Data records:
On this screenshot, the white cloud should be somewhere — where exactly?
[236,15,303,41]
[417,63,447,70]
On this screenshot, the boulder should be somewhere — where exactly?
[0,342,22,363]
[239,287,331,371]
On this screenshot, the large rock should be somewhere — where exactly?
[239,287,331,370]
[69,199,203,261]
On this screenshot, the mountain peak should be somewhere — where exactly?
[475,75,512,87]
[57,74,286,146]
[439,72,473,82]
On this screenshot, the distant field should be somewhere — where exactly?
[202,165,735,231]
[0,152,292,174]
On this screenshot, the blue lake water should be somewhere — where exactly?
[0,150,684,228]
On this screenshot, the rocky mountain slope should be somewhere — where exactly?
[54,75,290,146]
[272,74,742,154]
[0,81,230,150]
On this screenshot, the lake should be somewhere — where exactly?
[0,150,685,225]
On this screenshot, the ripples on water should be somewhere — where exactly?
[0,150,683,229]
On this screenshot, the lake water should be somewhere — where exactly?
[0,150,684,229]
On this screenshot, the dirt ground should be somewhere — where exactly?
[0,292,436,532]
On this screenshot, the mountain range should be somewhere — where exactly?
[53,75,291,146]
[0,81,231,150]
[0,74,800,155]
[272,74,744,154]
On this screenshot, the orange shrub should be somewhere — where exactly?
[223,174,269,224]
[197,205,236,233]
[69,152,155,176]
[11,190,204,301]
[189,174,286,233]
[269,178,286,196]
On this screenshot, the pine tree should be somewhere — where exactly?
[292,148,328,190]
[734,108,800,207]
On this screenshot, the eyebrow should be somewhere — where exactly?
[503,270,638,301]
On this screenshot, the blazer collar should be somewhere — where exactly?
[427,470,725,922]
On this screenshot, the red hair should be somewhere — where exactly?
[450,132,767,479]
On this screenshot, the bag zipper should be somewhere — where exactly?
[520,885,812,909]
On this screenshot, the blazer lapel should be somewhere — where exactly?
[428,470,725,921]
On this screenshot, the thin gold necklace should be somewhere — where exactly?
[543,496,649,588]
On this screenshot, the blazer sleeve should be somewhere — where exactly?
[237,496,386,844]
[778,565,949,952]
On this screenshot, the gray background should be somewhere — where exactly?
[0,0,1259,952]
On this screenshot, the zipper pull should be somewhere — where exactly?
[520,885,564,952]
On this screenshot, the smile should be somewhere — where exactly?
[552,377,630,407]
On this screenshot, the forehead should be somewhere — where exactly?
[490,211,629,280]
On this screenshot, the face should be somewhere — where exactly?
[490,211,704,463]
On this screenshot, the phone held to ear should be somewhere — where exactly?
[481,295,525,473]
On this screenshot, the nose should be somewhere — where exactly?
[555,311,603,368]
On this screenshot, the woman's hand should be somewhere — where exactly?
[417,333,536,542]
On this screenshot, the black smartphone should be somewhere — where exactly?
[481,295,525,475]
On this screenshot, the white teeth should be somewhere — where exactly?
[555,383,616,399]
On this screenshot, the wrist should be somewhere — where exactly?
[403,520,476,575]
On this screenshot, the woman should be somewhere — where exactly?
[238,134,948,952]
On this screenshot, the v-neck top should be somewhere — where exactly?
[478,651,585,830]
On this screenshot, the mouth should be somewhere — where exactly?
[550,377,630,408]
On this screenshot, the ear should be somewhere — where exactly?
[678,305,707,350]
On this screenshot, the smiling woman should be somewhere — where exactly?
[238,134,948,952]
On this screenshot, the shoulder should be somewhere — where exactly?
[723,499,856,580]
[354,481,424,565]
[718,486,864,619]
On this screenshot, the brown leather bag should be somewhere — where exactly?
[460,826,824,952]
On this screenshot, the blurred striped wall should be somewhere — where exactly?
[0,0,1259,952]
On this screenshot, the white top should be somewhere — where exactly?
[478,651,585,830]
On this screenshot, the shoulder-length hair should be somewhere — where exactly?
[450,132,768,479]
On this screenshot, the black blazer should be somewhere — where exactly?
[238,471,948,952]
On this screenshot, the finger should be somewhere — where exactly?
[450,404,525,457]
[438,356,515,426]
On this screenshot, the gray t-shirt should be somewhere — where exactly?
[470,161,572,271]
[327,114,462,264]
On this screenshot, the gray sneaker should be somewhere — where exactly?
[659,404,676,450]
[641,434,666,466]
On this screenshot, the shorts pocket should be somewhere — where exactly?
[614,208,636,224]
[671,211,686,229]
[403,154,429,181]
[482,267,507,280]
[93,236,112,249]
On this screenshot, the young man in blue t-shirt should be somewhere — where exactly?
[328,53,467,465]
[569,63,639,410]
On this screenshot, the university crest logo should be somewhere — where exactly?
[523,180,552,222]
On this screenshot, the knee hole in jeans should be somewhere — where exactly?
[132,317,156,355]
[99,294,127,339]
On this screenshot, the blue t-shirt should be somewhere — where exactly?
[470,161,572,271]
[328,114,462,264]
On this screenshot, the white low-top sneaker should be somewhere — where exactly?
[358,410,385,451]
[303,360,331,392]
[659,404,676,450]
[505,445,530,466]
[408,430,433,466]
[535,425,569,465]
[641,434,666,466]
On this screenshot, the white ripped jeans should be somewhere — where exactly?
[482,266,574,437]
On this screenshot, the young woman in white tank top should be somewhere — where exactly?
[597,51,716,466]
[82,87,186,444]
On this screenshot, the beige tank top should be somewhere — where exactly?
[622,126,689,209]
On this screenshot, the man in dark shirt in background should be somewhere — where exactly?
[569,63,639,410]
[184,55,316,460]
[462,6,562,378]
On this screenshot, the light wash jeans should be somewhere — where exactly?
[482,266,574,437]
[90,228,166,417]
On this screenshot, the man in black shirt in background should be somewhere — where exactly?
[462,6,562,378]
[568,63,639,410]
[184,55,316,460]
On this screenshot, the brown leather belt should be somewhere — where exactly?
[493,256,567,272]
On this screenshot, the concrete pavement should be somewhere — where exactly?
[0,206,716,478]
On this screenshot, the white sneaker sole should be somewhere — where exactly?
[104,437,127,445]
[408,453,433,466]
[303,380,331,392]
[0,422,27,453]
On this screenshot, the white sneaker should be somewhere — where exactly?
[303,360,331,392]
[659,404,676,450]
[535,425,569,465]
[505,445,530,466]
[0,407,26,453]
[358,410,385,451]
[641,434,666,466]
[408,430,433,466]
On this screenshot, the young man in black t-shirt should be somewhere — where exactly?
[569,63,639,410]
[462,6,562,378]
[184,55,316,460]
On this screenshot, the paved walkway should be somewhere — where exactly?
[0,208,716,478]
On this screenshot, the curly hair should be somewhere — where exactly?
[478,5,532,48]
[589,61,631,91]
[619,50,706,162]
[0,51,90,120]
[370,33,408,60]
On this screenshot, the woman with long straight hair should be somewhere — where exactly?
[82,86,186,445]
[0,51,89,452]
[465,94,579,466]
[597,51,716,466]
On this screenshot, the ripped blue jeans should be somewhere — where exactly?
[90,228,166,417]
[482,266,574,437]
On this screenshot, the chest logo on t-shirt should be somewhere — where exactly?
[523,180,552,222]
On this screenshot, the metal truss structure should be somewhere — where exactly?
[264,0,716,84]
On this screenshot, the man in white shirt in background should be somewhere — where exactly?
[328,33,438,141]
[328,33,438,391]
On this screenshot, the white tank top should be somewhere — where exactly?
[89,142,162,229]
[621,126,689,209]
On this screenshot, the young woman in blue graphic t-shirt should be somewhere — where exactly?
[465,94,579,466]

Task instructions: Format all of the records above as a JSON list of strings, with one string for each line and no blank lines.

Task response:
[
  "On this screenshot, the white cloud should be somewhere — where exactly?",
  "[236,15,303,41]",
  "[417,63,447,70]",
  "On this screenshot, the boulder should be somewhere — where exactly?",
  "[0,342,22,363]",
  "[239,287,331,371]",
  "On this screenshot, the large rock should be somewhere — where exactly?",
  "[239,287,331,370]",
  "[69,199,203,261]",
  "On this screenshot, the mountain peak should be somewhere — where exactly?",
  "[475,75,512,87]",
  "[57,74,286,146]",
  "[439,72,473,82]",
  "On this screenshot, the distant field should be somewhere — where exactly?",
  "[202,165,735,231]",
  "[0,152,292,174]",
  "On this screenshot, the blue lake water should be somewhere — where exactly?",
  "[0,150,684,228]",
  "On this screenshot, the rocky mountain slope should be somewhere — where exactly?",
  "[54,75,290,146]",
  "[272,74,742,154]",
  "[0,81,230,150]",
  "On this screenshot, the lake should be somewhere — where exactly?",
  "[0,150,685,225]",
  "On this screenshot, the ripples on water should be somewhere — where exactly?",
  "[0,150,683,229]",
  "On this screenshot, the lake water should be somewhere — where exactly?",
  "[0,150,684,229]",
  "On this screenshot, the dirt ground should be somewhere — where exactly?",
  "[0,292,436,532]",
  "On this screenshot, the mountain range should be somewhere — where exactly?",
  "[53,75,291,146]",
  "[0,81,231,150]",
  "[0,74,800,155]",
  "[272,74,744,154]",
  "On this screenshot, the orange shrub should be somewhere — where exactly?",
  "[223,174,269,224]",
  "[197,205,236,233]",
  "[69,152,155,176]",
  "[11,190,204,301]",
  "[189,174,286,233]",
  "[269,178,286,196]",
  "On this screenshot, the pine tree should be somewhere — where exactly?",
  "[292,148,328,190]",
  "[734,108,800,207]",
  "On this screenshot, the eyebrow should be somewhere — where exactly?",
  "[503,270,638,301]",
  "On this screenshot, the blazer collar should be somewhere — where exactly?",
  "[427,470,725,922]",
  "On this screenshot, the red hair should be somewhere — where exactly?",
  "[450,132,767,479]",
  "On this screenshot, the bag zipper should be somewhere — where exactly?",
  "[520,885,812,909]",
  "On this screenshot, the blazer lapel should be somewhere — where exactly?",
  "[428,470,725,921]",
  "On this screenshot, the thin gold necklace should be somewhere — where exactly?",
  "[543,496,649,588]",
  "On this screenshot, the blazer sleeve should be somewhere — where exactly?",
  "[237,496,386,844]",
  "[778,565,949,952]",
  "On this screenshot, the gray background should be somewhere — where exactly?",
  "[0,0,1259,952]",
  "On this screenshot, the zipper pull should be somewhere — where exactly?",
  "[520,885,564,952]",
  "On this screenshot, the smile should be somewhere — where exactly?",
  "[552,377,630,407]",
  "On this screenshot, the forehead should be somewhere — where exactly?",
  "[490,211,629,280]",
  "On this screenshot, the face should be somewhere — where exactly?",
  "[490,211,704,463]",
  "On this screenshot, the phone held to ear should be somewhere — where exactly?",
  "[481,295,525,473]",
  "On this screenshot, the nose should be somewhere — where exactly?",
  "[555,311,603,368]",
  "On this screenshot, the woman's hand should be somewhere — where exactly?",
  "[417,333,536,542]",
  "On this screenshot, the black smartphone should be somewhere — where exactly?",
  "[481,295,525,475]",
  "On this screenshot, the white teeth should be somewhere — where exactly?",
  "[555,383,616,399]",
  "On this screenshot, the wrist should be somewhere — where exactly?",
  "[403,520,476,575]",
  "On this screenshot, the woman should be somewhere — where exactly?",
  "[238,134,948,952]",
  "On this screenshot, the v-neck top should be somewhere — where exactly?",
  "[478,651,585,830]",
  "On this screenshot, the mouth should be somewhere — where exactly?",
  "[550,377,630,408]",
  "On this screenshot, the ear should be somewhere — where exactly?",
  "[678,305,707,350]",
  "On this screenshot, the smiling woman should be somewhere — where exactly?",
  "[238,134,948,952]",
  "On this screenshot, the shoulder should be somewhere — where exactly?",
  "[723,499,856,580]",
  "[354,481,424,565]",
  "[718,486,864,619]",
  "On this screenshot, the brown leather bag should be somewhere — where exactly?",
  "[460,826,824,952]",
  "On this screenshot, the blurred striped wall should be somewhere — where exactly?",
  "[0,0,1259,952]",
  "On this screenshot, the white top should be somewhere — where exactly?",
  "[478,651,585,830]",
  "On this screenshot, the shoulder-length hair should be somewhere — where exactly?",
  "[450,132,768,479]",
  "On this screenshot, the black blazer should be somewhere — where exactly?",
  "[238,471,948,952]",
  "On this screenshot, the finger should be somewhere — where exactly?",
  "[450,404,525,457]",
  "[438,356,515,426]",
  "On this screenshot, the gray t-shirt should be somewhere — where exactly?",
  "[470,161,572,271]",
  "[327,114,462,264]",
  "On this screenshot, the gray sneaker should be somewhere — where exactly?",
  "[659,404,676,450]",
  "[641,434,666,466]",
  "On this screenshot, the shorts pocket should be somewhere — where exactly?",
  "[614,208,636,224]",
  "[671,211,686,229]",
  "[403,154,429,181]",
  "[482,267,507,280]",
  "[93,236,112,249]",
  "On this screenshot, the young man in blue t-shirt should be somewhere — where exactly?",
  "[328,53,467,465]",
  "[569,63,639,410]",
  "On this screenshot, the university crest logo should be somewhere — where exactly?",
  "[523,180,552,222]",
  "On this screenshot, the knee hole in jeans should be somewhere — where exactly?",
  "[132,317,156,355]",
  "[99,294,127,339]",
  "On this screenshot, the blue t-shirt should be somewhere — where exactly?",
  "[470,161,572,271]",
  "[328,114,462,264]",
  "On this screenshot, the white low-top sneaker should be somewhere — where exactly?",
  "[358,410,385,451]",
  "[303,360,331,392]",
  "[659,404,676,450]",
  "[505,445,530,466]",
  "[408,430,433,466]",
  "[535,425,569,465]",
  "[641,434,666,466]",
  "On this screenshot, the white ripped jeans should be somewhere — where exactly?",
  "[482,266,574,437]",
  "On this screenshot, the young woman in white tank top should be somewhere — where exactly?",
  "[597,51,716,466]",
  "[82,87,186,444]",
  "On this screenshot, the beige tank top should be somewhere — where exactly?",
  "[622,126,689,209]",
  "On this screenshot, the man in dark shirt in background should be somewhere — where exactly?",
  "[569,63,639,410]",
  "[184,55,316,460]",
  "[462,6,562,378]",
  "On this screenshot, the light wash jeans should be somewhere — where exactly?",
  "[482,266,574,437]",
  "[90,228,166,417]",
  "On this screenshot, the man in black shirt in background should be somewhere — where exactly?",
  "[462,6,562,378]",
  "[568,63,639,410]",
  "[184,55,316,460]",
  "On this screenshot, the brown leather belt should be somewhere — where exactly?",
  "[493,256,567,272]",
  "On this screenshot, the concrete pavement should be somewhere — where exactly?",
  "[0,206,716,478]",
  "On this screenshot, the white sneaker sole should be somewhere — where exactly?",
  "[104,437,127,445]",
  "[408,453,433,466]",
  "[303,380,331,392]",
  "[0,422,27,453]",
  "On this screenshot, the white sneaker should be somewhere — where exactly?",
  "[303,360,331,392]",
  "[659,404,676,450]",
  "[535,425,569,465]",
  "[505,445,530,466]",
  "[0,407,26,453]",
  "[358,410,385,451]",
  "[641,434,666,466]",
  "[408,430,433,466]",
  "On this screenshot, the young man in black t-shirt should be somewhere — where exactly?",
  "[569,63,639,410]",
  "[462,6,562,378]",
  "[184,55,316,460]",
  "On this screenshot, the paved walkway should be somewhere — where exactly?",
  "[0,208,716,478]",
  "On this screenshot, the curly hair should be somewhere — where exactly?",
  "[478,5,532,48]",
  "[589,61,631,91]",
  "[619,50,706,162]",
  "[0,51,90,120]",
  "[370,33,408,60]",
  "On this screenshot, the woman with long straight hair should be somewhere — where exactly?",
  "[82,86,186,445]",
  "[0,51,89,452]",
  "[465,94,579,466]",
  "[597,51,716,466]",
  "On this screenshot, the ripped blue jeans should be somewhere — where exactly?",
  "[90,228,166,417]",
  "[482,266,574,437]",
  "On this screenshot, the chest logo on t-shirt should be somewhere — where exactly?",
  "[523,180,552,222]",
  "On this screenshot, the metal truss structure should be somewhere — where exactly?",
  "[264,0,716,84]",
  "On this screenshot, the man in white shirt in background should be somewhere — where exactly?",
  "[328,33,438,141]",
  "[328,33,438,391]",
  "On this screenshot, the white tank top should be somewhere — where exactly?",
  "[89,142,162,229]",
  "[621,126,689,209]",
  "On this screenshot, the young woman in blue graphic t-shirt should be somewhere — where exactly?",
  "[465,94,579,466]"
]